%%

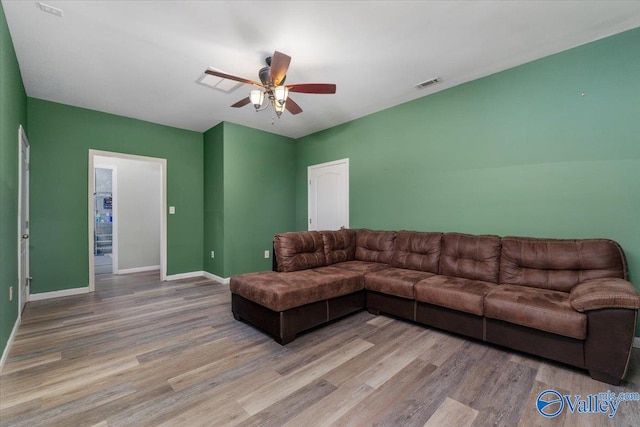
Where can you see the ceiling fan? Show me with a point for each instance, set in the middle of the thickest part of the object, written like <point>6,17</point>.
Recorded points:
<point>272,86</point>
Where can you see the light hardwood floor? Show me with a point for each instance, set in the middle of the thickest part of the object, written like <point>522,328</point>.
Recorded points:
<point>142,352</point>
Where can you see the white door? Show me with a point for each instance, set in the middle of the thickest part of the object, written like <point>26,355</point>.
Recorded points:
<point>329,195</point>
<point>23,220</point>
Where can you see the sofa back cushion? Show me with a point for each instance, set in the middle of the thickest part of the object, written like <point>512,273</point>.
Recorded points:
<point>299,250</point>
<point>559,264</point>
<point>470,257</point>
<point>374,246</point>
<point>416,250</point>
<point>339,245</point>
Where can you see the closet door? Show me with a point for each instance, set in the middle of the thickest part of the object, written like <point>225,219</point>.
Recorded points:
<point>329,195</point>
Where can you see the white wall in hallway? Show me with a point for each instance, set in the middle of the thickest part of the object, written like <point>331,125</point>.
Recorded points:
<point>138,211</point>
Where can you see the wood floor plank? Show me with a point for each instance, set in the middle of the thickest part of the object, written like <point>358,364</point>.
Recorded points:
<point>452,413</point>
<point>268,394</point>
<point>140,351</point>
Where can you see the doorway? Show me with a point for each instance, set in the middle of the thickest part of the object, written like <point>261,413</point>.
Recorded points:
<point>23,220</point>
<point>104,200</point>
<point>329,195</point>
<point>131,213</point>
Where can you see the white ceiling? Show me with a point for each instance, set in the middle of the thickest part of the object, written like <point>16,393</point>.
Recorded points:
<point>142,59</point>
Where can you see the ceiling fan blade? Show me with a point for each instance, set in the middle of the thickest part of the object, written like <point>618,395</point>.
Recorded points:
<point>232,77</point>
<point>279,66</point>
<point>242,102</point>
<point>327,88</point>
<point>292,107</point>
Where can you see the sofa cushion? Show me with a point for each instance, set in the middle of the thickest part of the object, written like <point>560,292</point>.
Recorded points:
<point>454,292</point>
<point>542,309</point>
<point>417,251</point>
<point>361,267</point>
<point>374,246</point>
<point>559,264</point>
<point>282,291</point>
<point>394,281</point>
<point>470,257</point>
<point>339,245</point>
<point>596,294</point>
<point>299,250</point>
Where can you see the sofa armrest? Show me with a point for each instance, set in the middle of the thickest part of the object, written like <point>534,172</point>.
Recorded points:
<point>596,294</point>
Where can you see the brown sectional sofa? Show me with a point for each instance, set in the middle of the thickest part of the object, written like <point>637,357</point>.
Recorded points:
<point>566,300</point>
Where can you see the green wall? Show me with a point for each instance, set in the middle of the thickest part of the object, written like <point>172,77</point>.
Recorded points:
<point>13,112</point>
<point>259,195</point>
<point>249,196</point>
<point>61,137</point>
<point>214,200</point>
<point>520,152</point>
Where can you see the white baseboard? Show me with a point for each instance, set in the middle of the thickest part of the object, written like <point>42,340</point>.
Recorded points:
<point>193,274</point>
<point>138,269</point>
<point>5,352</point>
<point>58,294</point>
<point>189,275</point>
<point>223,280</point>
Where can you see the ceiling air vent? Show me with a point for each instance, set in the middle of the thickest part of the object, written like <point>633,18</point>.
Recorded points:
<point>49,9</point>
<point>427,83</point>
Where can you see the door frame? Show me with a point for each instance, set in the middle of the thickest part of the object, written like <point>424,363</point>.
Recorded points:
<point>114,211</point>
<point>23,186</point>
<point>310,169</point>
<point>163,207</point>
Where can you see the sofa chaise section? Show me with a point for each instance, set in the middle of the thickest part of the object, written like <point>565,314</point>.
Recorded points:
<point>302,293</point>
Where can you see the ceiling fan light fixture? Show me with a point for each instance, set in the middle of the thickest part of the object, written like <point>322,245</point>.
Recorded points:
<point>278,107</point>
<point>257,98</point>
<point>281,93</point>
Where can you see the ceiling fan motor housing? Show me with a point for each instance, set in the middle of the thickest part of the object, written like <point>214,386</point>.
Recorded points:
<point>265,75</point>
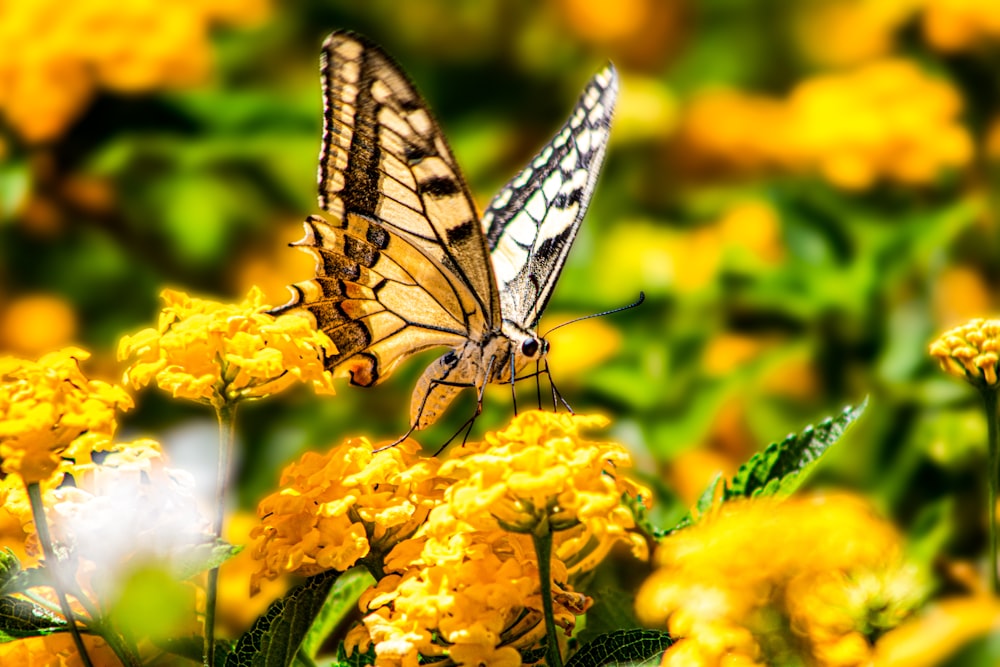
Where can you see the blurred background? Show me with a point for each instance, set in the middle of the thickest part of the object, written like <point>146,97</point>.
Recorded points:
<point>804,191</point>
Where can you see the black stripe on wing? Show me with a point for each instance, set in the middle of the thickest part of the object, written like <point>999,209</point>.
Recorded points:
<point>373,297</point>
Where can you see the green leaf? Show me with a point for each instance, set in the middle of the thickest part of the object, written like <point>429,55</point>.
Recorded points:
<point>275,638</point>
<point>152,603</point>
<point>20,618</point>
<point>359,659</point>
<point>623,647</point>
<point>340,602</point>
<point>779,469</point>
<point>15,186</point>
<point>203,558</point>
<point>10,569</point>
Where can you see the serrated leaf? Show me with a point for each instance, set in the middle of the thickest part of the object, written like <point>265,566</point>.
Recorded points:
<point>623,647</point>
<point>340,602</point>
<point>780,469</point>
<point>275,637</point>
<point>21,618</point>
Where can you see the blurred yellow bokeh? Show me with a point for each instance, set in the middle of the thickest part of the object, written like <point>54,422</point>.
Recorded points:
<point>33,324</point>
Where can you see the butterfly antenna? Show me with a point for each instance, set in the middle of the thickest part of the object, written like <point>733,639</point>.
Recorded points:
<point>538,382</point>
<point>638,302</point>
<point>556,395</point>
<point>513,390</point>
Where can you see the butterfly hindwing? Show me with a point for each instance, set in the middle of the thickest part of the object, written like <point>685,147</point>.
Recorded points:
<point>385,158</point>
<point>404,264</point>
<point>369,296</point>
<point>530,225</point>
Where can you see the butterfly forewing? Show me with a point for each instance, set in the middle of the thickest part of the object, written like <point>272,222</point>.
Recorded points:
<point>530,225</point>
<point>385,158</point>
<point>404,263</point>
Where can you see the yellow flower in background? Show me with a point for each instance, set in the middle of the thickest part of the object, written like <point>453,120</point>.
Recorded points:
<point>970,352</point>
<point>55,650</point>
<point>956,25</point>
<point>236,609</point>
<point>58,54</point>
<point>885,120</point>
<point>336,508</point>
<point>218,353</point>
<point>31,325</point>
<point>961,292</point>
<point>846,32</point>
<point>766,582</point>
<point>46,405</point>
<point>938,632</point>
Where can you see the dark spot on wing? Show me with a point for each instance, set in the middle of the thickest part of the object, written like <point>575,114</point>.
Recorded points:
<point>439,187</point>
<point>378,236</point>
<point>564,200</point>
<point>361,252</point>
<point>414,154</point>
<point>460,233</point>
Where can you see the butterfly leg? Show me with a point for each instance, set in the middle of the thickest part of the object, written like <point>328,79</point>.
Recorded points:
<point>556,394</point>
<point>513,391</point>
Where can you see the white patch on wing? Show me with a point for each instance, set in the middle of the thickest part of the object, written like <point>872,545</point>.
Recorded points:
<point>535,207</point>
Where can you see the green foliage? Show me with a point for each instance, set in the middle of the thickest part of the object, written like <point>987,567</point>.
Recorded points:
<point>623,647</point>
<point>287,627</point>
<point>21,618</point>
<point>779,469</point>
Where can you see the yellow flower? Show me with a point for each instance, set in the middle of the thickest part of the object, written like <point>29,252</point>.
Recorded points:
<point>220,353</point>
<point>336,508</point>
<point>474,599</point>
<point>956,25</point>
<point>48,73</point>
<point>938,632</point>
<point>540,472</point>
<point>45,406</point>
<point>769,582</point>
<point>884,120</point>
<point>34,324</point>
<point>971,352</point>
<point>237,609</point>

%%

(TO DO): Return the listing verbatim, pictures excluded.

(SOLUTION FOR THIS PROBLEM):
Where can you see the ceiling fan? Show me with a point for each instance, set in the middle of the thickest part of the object, written like <point>6,17</point>.
Recorded points:
<point>272,86</point>
Where can you see the light hardwood floor? Show me with a point for each instance, set in the middle of the thickest part of the object, written like <point>522,328</point>.
Recorded points:
<point>142,352</point>
Where can you see the white door? Show me with a point for each instance, set in the middle of the thickest part of the object, written like <point>26,355</point>.
Recorded points:
<point>329,195</point>
<point>23,220</point>
Where can you see the sofa back cushion? Show me with a point for each instance, set in the middle of the thickest part of the object, written like <point>512,273</point>.
Recorded points:
<point>299,250</point>
<point>559,264</point>
<point>470,257</point>
<point>374,246</point>
<point>416,250</point>
<point>339,245</point>
Where can you see the closet door? Show me with a point for each instance, set in the middle of the thickest part of the object, written like <point>225,219</point>.
Recorded points:
<point>329,195</point>
Where can you see the white wall in hallway? Show me with a point for each instance, set in the middle of the thickest part of the object, written like <point>331,125</point>.
Recorded points:
<point>138,211</point>
Where can you see the wood floor plank? Show me with a point for each instance, set in the middle of the thickest part of the object, written like <point>358,364</point>.
Recorded points:
<point>452,413</point>
<point>268,394</point>
<point>140,351</point>
Where can you see the doorway? Show me with a point for each instance, set in the middle of the thickest part of the object, written like <point>261,413</point>.
Recorded points:
<point>23,220</point>
<point>104,200</point>
<point>329,195</point>
<point>131,213</point>
Where can you see the white ceiling? Show me with a point for each instance, set in the middle of the thickest part of the object, written like <point>16,393</point>.
Recorded points:
<point>142,59</point>
Where can you see the ceiling fan blade? Show me with a point for each instance, set in the middle of the thickest part of the object, written like <point>618,395</point>.
Recorded points:
<point>232,77</point>
<point>279,66</point>
<point>242,102</point>
<point>327,88</point>
<point>292,107</point>
Where can you see the sofa cushion? Show me with a point for each instance, set in the middle of the thickest part of the object, written like <point>560,292</point>.
Recorded points:
<point>454,292</point>
<point>542,309</point>
<point>417,251</point>
<point>361,267</point>
<point>374,246</point>
<point>559,264</point>
<point>282,291</point>
<point>394,281</point>
<point>470,257</point>
<point>339,245</point>
<point>596,294</point>
<point>299,250</point>
Where can you see the sofa armrest? Show me with a point for each instance, set in the middle of the thickest part of the object, written like <point>534,172</point>.
Recorded points:
<point>596,294</point>
Where can you see the brown sectional sofa? Show me with a point for each instance, set in the middle of the thickest part of the object, written like <point>637,357</point>.
Recorded points:
<point>566,300</point>
Where can you see the green wall? Show me with a point for each instance, set in the middle of the thickest part of the object, written like <point>172,77</point>.
Recorded points:
<point>13,112</point>
<point>259,195</point>
<point>249,196</point>
<point>61,137</point>
<point>214,200</point>
<point>520,152</point>
Where can you see the white baseboard? Show me with a point for each instance, set in the middle of the thickest part of the object, written like <point>42,340</point>.
Recorded points:
<point>193,274</point>
<point>138,269</point>
<point>5,352</point>
<point>58,294</point>
<point>189,275</point>
<point>223,280</point>
Where can you see the ceiling air vent? Show me with a point for each instance, set in the middle of the thickest part of the object, written like <point>633,18</point>.
Recorded points:
<point>49,9</point>
<point>427,83</point>
Where can you see the door frame? Show me with a point for each instance, set in the middle of the thickest part of the object, written like <point>424,363</point>.
Recorded points:
<point>114,211</point>
<point>23,186</point>
<point>310,169</point>
<point>163,207</point>
Where can you see the sofa chaise section? Show me with a point for each instance, set in the middle of the thickest part of the object, written like <point>565,314</point>.
Recorded points:
<point>302,293</point>
Where can you see the ceiling fan light fixture? Show me with a point for each instance, set in the middle of the thickest part of the object, written like <point>322,245</point>.
Recorded points:
<point>278,107</point>
<point>257,98</point>
<point>281,93</point>
Where can you see the ceiling fan motor housing? Show me with a point for each instance, set in the middle of the thickest part of the object, written like <point>214,386</point>.
Recorded points:
<point>265,75</point>
Where can you see the blurred background? Show me with a point for each instance, set in the middle of the thickest part of the object, written like <point>146,97</point>.
Recorded points:
<point>804,191</point>
Where can you see the black stripe on wing? Show me with a point for each instance, set in the middle of the thickest part of the object, written like <point>999,209</point>.
Recorded points:
<point>373,297</point>
Where can you see the green leaf? Show me with a point for each instance, set in the middle of the thickest part of the object, written like <point>429,55</point>.
Recorded points:
<point>275,638</point>
<point>152,603</point>
<point>20,618</point>
<point>359,659</point>
<point>623,647</point>
<point>340,602</point>
<point>779,469</point>
<point>15,186</point>
<point>203,558</point>
<point>10,569</point>
Where can you see the serrated leaf? Show me with a point for each instance, set in the middle of the thickest part of the object, written like <point>265,566</point>.
Recorded points:
<point>623,647</point>
<point>340,602</point>
<point>780,469</point>
<point>275,637</point>
<point>21,618</point>
Where can you see the blurred yellow bokeh? Show me with a point for each instance, set in the middle of the thickest part of the object, written like <point>54,422</point>.
Recorded points:
<point>33,324</point>
Where can you see the butterfly antenna? Show me with a point for each instance, set in the middle of the thickest part of the object, written like <point>733,639</point>.
Recorded points:
<point>538,382</point>
<point>638,302</point>
<point>556,395</point>
<point>513,390</point>
Where can you see the butterfly hindwing? Show me with a point for each instance, set in the middle of the thickest part of the object, written like <point>685,147</point>.
Recorded points:
<point>385,158</point>
<point>404,264</point>
<point>369,296</point>
<point>530,225</point>
Where can you see the butterfly forewing? Show me with a point for each instance, set in the middle of the thickest part of the object, written like <point>272,222</point>.
Recorded points:
<point>530,225</point>
<point>385,158</point>
<point>404,263</point>
Where can you see the yellow flower in background? Show me with a point for each instance, set in the middle of the thickest part of the object, written like <point>453,120</point>.
Recorded points:
<point>970,352</point>
<point>55,650</point>
<point>956,25</point>
<point>236,609</point>
<point>58,54</point>
<point>885,120</point>
<point>336,508</point>
<point>218,353</point>
<point>31,325</point>
<point>961,292</point>
<point>846,32</point>
<point>766,582</point>
<point>46,405</point>
<point>938,632</point>
Where can you see the dark spot on wing? Show me with a point for each instance, set in the middle of the thickest part of the object, written like <point>575,114</point>.
Recorded points:
<point>439,187</point>
<point>378,236</point>
<point>564,200</point>
<point>361,252</point>
<point>414,154</point>
<point>460,233</point>
Where can you see the butterfly leg? Show me with a point for each instance, set in the middle of the thickest part of the object, written like <point>328,79</point>.
Recorded points:
<point>556,394</point>
<point>513,391</point>
Where can you see the white patch on wing? Show me with a point for each instance, set in the middle of the thickest part of the object, written like <point>872,545</point>.
Recorded points:
<point>535,207</point>
Where can you see the green foliage? Show me with a point for each instance, set in the middle of the thickest part of the object, written like <point>987,567</point>.
Recorded points:
<point>623,647</point>
<point>287,627</point>
<point>21,618</point>
<point>779,469</point>
Where can you see the yellow flower? Show me with a point for each instance, set in the middle of the thickest part of the object, written like <point>29,252</point>.
Recorded points:
<point>220,353</point>
<point>336,508</point>
<point>474,599</point>
<point>956,25</point>
<point>48,73</point>
<point>938,632</point>
<point>540,472</point>
<point>45,406</point>
<point>769,582</point>
<point>884,120</point>
<point>34,324</point>
<point>971,352</point>
<point>237,609</point>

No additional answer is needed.